_TEXT PASSAGE_.
+-------+
The majority of the list is concerned with heating and cooling (as it should be, those are major energy sinks for most households) which I can't do much about; appliances, which for the most part I don't have (hulking refrigerator aside); and lighting, which I've already addressed, but they did suggest that using a slow cooker instead of the oven was more efficient. It seems that seven hours of slow cooker time uses less than half the electricity of an hour of electric oven. Now, I have a gas stove and I neither want to do the math to compare BTUs to kWhs, nor to delude myself into thinking that the energy savings would be significant, given the amounts involved, but it did get me to thinking. The bread machine is pretty nifty because we can throw all the ingredients in and set the timer, coming back hours later to fresh tasty bread. It seems to me that the slow cooker would do the same thing for soups and roasts and chili. All things I like to eat as the weather turns cooler. Maybe we should get one...

Dave, it turns out, is very brand loyal to Cuisinart, due to the longevity of his college toaster oven. (Another small appliance I never had, and therefore never thought I needed. We still have his college toaster oven though, and it is a perfectly nice item, I freely admit.) Therefore, the Cuisinart 4 quart cooker, pictured above, is the obvious front runner, but I would love your insight. Do you use a slow cooker? What kind? What size? And most importantly, what do you make in it?
+-------+
_DATA BLOCK_.
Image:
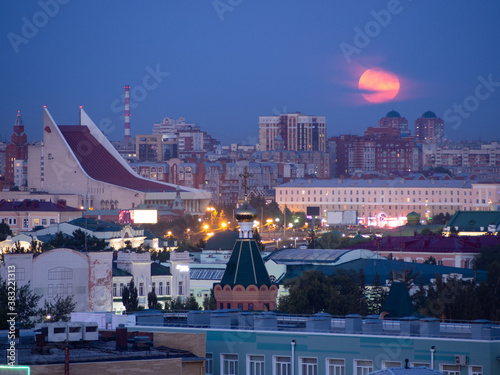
+-------+
_WHAT YOU NEED TO DO_.
1/ Answer these questions from the slow cooker post:
(a) How many hours of slow cooker time use less than half the electricity of an hour of electric oven?
(b) What kind of stove does the writer have?
(c) What size is the Cuisinart cooker that is the front runner?
2/ Write out the stretch of the slow cooker post from "Dave, it turns" through "make in it?", word for word.

_SOLVED PROBLEMS_.
1/
(a) Seven hours.
(b) A gas stove.
(c) 4 quart.

2/
Dave, it turns out, is very brand loyal to Cuisinart, due to the longevity of his college toaster oven. (Another small appliance I never had, and therefore never thought I needed. We still have his college toaster oven though, and it is a perfectly nice item, I freely admit.) Therefore, the Cuisinart 4 quart cooker, pictured above, is the obvious front runner, but I would love your insight. Do you use a slow cooker? What kind? What size? And most importantly, what do you make in it?